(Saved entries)
☆ ☆ ☆ ☆ ☆
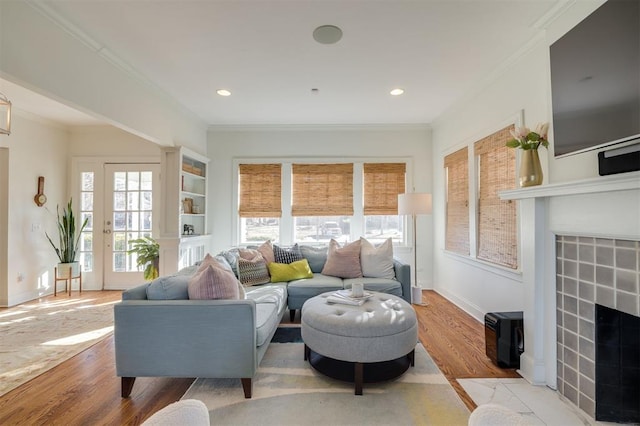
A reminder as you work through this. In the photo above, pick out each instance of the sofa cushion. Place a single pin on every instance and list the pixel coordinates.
(310, 287)
(383, 285)
(252, 268)
(211, 282)
(271, 293)
(267, 320)
(377, 261)
(266, 250)
(287, 255)
(231, 256)
(343, 262)
(289, 271)
(317, 257)
(170, 287)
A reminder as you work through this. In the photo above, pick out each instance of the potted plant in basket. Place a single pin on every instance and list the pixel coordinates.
(529, 141)
(69, 240)
(148, 256)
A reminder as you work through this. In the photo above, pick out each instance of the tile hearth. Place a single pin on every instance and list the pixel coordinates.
(590, 271)
(538, 404)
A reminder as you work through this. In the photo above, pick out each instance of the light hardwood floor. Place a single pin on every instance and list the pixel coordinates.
(85, 390)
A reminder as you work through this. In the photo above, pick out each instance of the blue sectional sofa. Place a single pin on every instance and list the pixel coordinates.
(159, 332)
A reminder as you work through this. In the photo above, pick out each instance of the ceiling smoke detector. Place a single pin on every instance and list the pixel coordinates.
(327, 34)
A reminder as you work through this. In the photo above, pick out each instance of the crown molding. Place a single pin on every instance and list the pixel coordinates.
(318, 127)
(49, 12)
(540, 36)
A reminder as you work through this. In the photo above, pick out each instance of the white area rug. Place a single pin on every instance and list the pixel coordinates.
(288, 391)
(38, 336)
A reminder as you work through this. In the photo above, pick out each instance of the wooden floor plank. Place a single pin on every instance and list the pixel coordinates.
(85, 389)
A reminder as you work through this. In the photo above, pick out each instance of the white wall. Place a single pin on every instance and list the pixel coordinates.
(60, 63)
(36, 148)
(522, 86)
(299, 142)
(110, 142)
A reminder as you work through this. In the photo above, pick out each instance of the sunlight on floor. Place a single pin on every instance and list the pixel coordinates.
(80, 338)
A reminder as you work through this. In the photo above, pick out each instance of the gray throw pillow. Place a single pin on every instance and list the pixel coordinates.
(287, 255)
(171, 287)
(316, 256)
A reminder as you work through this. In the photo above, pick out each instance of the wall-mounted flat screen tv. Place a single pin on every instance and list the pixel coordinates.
(595, 80)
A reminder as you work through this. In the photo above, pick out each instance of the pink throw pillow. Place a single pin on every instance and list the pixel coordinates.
(213, 283)
(266, 249)
(343, 262)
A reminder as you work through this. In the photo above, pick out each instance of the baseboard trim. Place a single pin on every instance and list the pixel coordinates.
(465, 305)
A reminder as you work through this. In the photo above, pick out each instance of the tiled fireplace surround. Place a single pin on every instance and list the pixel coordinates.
(589, 271)
(580, 245)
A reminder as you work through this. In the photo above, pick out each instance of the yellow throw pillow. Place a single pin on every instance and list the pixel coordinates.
(289, 271)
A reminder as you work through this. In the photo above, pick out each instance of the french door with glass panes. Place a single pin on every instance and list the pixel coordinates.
(129, 207)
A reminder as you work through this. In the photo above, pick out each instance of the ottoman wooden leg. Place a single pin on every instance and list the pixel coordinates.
(412, 357)
(358, 370)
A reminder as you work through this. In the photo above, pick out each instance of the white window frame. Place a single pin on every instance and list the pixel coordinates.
(287, 221)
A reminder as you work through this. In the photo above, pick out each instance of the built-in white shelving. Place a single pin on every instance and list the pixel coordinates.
(185, 236)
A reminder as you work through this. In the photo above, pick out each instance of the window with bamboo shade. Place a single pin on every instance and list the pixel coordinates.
(322, 189)
(457, 213)
(260, 190)
(382, 184)
(496, 229)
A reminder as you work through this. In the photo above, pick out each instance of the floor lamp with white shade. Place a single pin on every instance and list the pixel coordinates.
(413, 204)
☆ ☆ ☆ ☆ ☆
> **WHAT NEEDS TO BE DONE**
Set down the records precisely as they appear. Any picture stays out.

> **ANSWER SPACE**
A reminder as you work through this. In the photo above, pick out each instance of the sofa cushion. Place a single pin on every instance and list the pixel coordinates.
(310, 287)
(383, 285)
(252, 268)
(211, 282)
(271, 293)
(267, 320)
(377, 261)
(266, 250)
(287, 255)
(231, 256)
(343, 262)
(289, 271)
(317, 257)
(170, 287)
A reminder as you work through this. In the photo above, pick out each instance of the potted plant in basket. Place a single pin on every instance and list the pixel coordinates.
(529, 141)
(69, 240)
(148, 256)
A reminder as you work through this. In the photo above, pick out each instance of the tile hearth. Place a single pin on every instance and list the pixel coordinates.
(590, 271)
(538, 404)
A reminder as you work through this. In the photo above, pick out each instance of the light hardwood floor. Place a single pin on every instance and list the pixel coordinates.
(85, 390)
A reminder as you work through this. In the photo above, pick out each instance of the blue sectional sofa. Place a single pin on every instance and list the pixel coordinates.
(159, 332)
A reminder as you work through this. In the photo above, pick out each instance of the ceiling smoke detector. Place a single pin on every instance and list the pixel coordinates.
(327, 34)
A reminder as you work through this. In the photo above, pick out each instance of the crown molding. Place a single pin on every instance and list the pixel coordinates.
(318, 127)
(49, 12)
(540, 36)
A reminder as you work through this. In the photo above, pick out each instance of the white area rug. Place a single pin on every instance and list the pixel coordinates.
(288, 391)
(38, 336)
A reminder as you work through this. In the photo above, pick out each instance of the wooden floor plank. Place a single pin on every instance and list the pixel coordinates.
(85, 389)
A reminder as you work through this. In the photo above, pick out each instance of the white wall. Place a single pin on every instance and list the pixel coordinates.
(60, 63)
(36, 148)
(522, 86)
(299, 142)
(110, 142)
A reminder as you work through this. In the photo above, pick out each instance of the sunlight on floor. Place a single pin on every instance and list the pixel coordinates.
(80, 338)
A reminder as you work through this. In the photo above, pick out each instance of the gray throw pillow. Place a single pin on every instance and list the pixel coordinates.
(287, 255)
(171, 287)
(316, 256)
A reminder as you work through this. In the photo above, pick out each instance of the wall-mounted flat screen tv. Place a single pin on every instance and list the pixel coordinates.
(595, 80)
A reminder as you work through this. In the photo above, pick out each instance of the pink throw pillow. Place a single pin on every instance and list the pixel coordinates.
(213, 283)
(266, 249)
(343, 262)
A reminder as you work through this. In the photo above, pick out each instance of the baseboard trim. Place a single pin on every instance and list the pixel coordinates.
(465, 305)
A reminder as you work through this. In the photo above, pick out each instance of the tiled fireplace surround. Place a single pin on every instance and list the pixel coordinates.
(589, 271)
(580, 245)
A reminder as you work through this. In the photo above, pick out each instance of the yellow throw pillow. Place a single pin on every instance and list the pixel coordinates.
(289, 271)
A reminder as you work through this. In the photo above, pick out each instance of the french door with glass panes. Place a single pin on every instance and list the pixel coordinates.
(129, 207)
A reminder as you work through this. In the photo above, pick out each instance of the ottoman wooden leg. Place a single pin on every instance and list the pixel coordinates.
(412, 357)
(358, 370)
A reminder as you work through this. In the photo above, pick out each instance of the white window frame. Place a single pin on every instance and list the pixel coordinates.
(287, 221)
A reminder as you work through this. In the photo above, pick out each instance of the built-in white shelving. Place a single pin on every instance and list the pixel coordinates.
(185, 236)
A reminder as you work through this. In the photo above, pick out each instance of the window with bamboo shade. Place a single pin on every instance and list the pixel coordinates.
(322, 189)
(457, 213)
(260, 190)
(382, 184)
(496, 229)
A reminder as you work through this. In the photo above, pick out each instance of the floor lamp with white shade. Place a single pin on every instance and list the pixel coordinates.
(413, 204)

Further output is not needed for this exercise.